Texte fourni
La désertification médicale est un problème qui nous préoccupe tous. Nous constatons chaque jour à quel point il s'aggrave, à quel point nous ne parvenons pas à garantir le principe constitutionnel d'égal accès aux soins, partout et pour tous. Ce constat est celui d'un échec collectif, fruit de décennies de décisions inadaptées ou insuffisantes.
Le groupe Libertés, indépendants, outre-mer et territoires considère que, face à la désertification médicale, il n'y a pas de solution miracle. Nous devons déployer un arsenal d'outils pour accroître le nombre de médecins et les répartir plus équitablement sur le territoire, pour augmenter le temps médical disponible, pour garantir à chacun une prise en charge effective et adaptée, pour mettre fin aux inégalités territoriales et financières en matière d'accès aux soins et, enfin, pour faire vivre le principe de solidarité envers les plus fragiles. Des mesures ont été prises en ce sens au cours des dernières années, mais nous avons besoin d'un changement de logiciel d'ampleur, pour faire réellement de la santé une priorité nationale.
Nous regrettons l'absence d'un grand projet de loi, piloté par le Gouvernement, qui s'attaquerait à la désertification et aux difficultés croissantes d'accès aux soins. Dès lors, les groupes parlementaires multiplient les initiatives, forcément partielles ; c'est le cas de cette proposition de loi. Bien entendu, celle-ci comporte des dispositions dont nous devons nous réjouir. La plupart d'entre elles sont le fruit du travail transpartisan mené par un grand nombre d'entre nous au cours des derniers mois. Elles sont la preuve que nous parvenons à travailler ensemble et à nous entendre sur des sujets majeurs pour nos concitoyens.

Matériel fourni
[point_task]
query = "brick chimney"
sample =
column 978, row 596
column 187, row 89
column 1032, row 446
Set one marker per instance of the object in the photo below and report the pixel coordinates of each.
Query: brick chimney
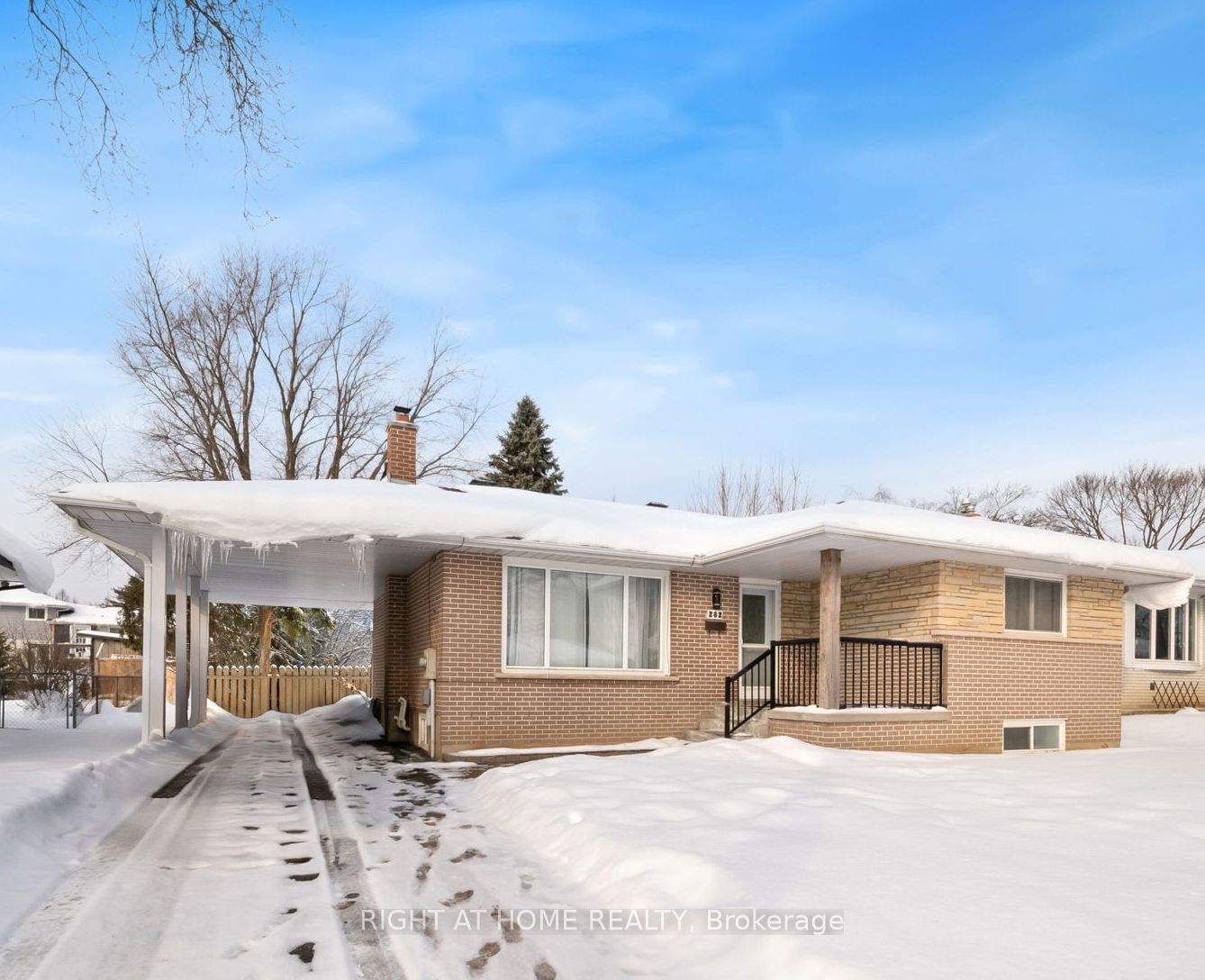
column 402, row 448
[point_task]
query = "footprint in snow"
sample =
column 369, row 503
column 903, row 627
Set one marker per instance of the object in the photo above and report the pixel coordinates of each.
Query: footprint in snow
column 484, row 955
column 304, row 952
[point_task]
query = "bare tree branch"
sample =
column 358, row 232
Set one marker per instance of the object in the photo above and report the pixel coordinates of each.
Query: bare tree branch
column 747, row 491
column 207, row 60
column 1148, row 504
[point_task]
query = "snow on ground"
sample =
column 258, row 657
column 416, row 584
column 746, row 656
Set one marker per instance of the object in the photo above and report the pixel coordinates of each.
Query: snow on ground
column 1062, row 865
column 63, row 790
column 642, row 745
column 424, row 855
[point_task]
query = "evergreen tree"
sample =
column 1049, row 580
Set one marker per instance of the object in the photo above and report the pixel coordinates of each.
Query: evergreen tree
column 7, row 656
column 524, row 459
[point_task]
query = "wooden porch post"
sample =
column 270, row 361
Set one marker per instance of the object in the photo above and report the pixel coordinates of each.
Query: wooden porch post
column 181, row 651
column 828, row 691
column 154, row 635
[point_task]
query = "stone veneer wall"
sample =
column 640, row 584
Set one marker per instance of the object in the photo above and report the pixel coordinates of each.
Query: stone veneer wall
column 919, row 602
column 990, row 680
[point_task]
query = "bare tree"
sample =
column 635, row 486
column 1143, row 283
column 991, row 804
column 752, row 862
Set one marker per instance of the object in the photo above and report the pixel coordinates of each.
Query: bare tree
column 206, row 59
column 448, row 399
column 1005, row 503
column 267, row 367
column 751, row 490
column 1146, row 504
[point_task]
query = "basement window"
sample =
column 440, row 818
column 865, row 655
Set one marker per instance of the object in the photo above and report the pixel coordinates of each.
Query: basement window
column 1034, row 736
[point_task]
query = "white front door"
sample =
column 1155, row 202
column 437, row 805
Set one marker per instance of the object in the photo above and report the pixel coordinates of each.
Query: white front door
column 759, row 620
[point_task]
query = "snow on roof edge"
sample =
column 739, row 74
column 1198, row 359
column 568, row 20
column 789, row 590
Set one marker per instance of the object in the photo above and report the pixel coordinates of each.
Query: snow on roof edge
column 29, row 566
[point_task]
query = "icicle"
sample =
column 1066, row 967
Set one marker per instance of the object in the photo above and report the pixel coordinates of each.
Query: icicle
column 358, row 545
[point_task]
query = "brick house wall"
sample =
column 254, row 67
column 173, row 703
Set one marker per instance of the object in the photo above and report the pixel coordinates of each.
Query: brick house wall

Série de consignes
1. Reprenez le texte sur la désertification médicale, de « Le groupe Libertés, indépendants, outre-mer » jusqu'à « une priorité nationale. », en modifiant « arsenal d'outils » en « éventail de mesures ».
2. Répondez aux questions suivantes à partir du texte sur la désertification médicale.
(a) Quel principe constitutionnel ne parvient-on pas à garantir ?
(b) Quel groupe considère qu'il n'y a pas de solution miracle face à la désertification médicale ?
(c) De quoi la plupart des dispositions de la proposition de loi sont-elles le fruit ?
Ce matériel provient d'une autre source que le texte.

Réponses numérotées
1.
Le groupe Libertés, indépendants, outre-mer et territoires considère que, face à la désertification médicale, il n'y a pas de solution miracle. Nous devons déployer un éventail de mesures pour accroître le nombre de médecins et les répartir plus équitablement sur le territoire, pour augmenter le temps médical disponible, pour garantir à chacun une prise en charge effective et adaptée, pour mettre fin aux inégalités territoriales et financières en matière d'accès aux soins et, enfin, pour faire vivre le principe de solidarité envers les plus fragiles. Des mesures ont été prises en ce sens au cours des dernières années, mais nous avons besoin d'un changement de logiciel d'ampleur, pour faire réellement de la santé une priorité nationale.

2.
(a) Le principe d'égal accès aux soins, partout et pour tous.
(b) Le groupe Libertés, indépendants, outre-mer et territoires.
(c) Du travail transpartisan mené par un grand nombre d'entre nous au cours des derniers mois.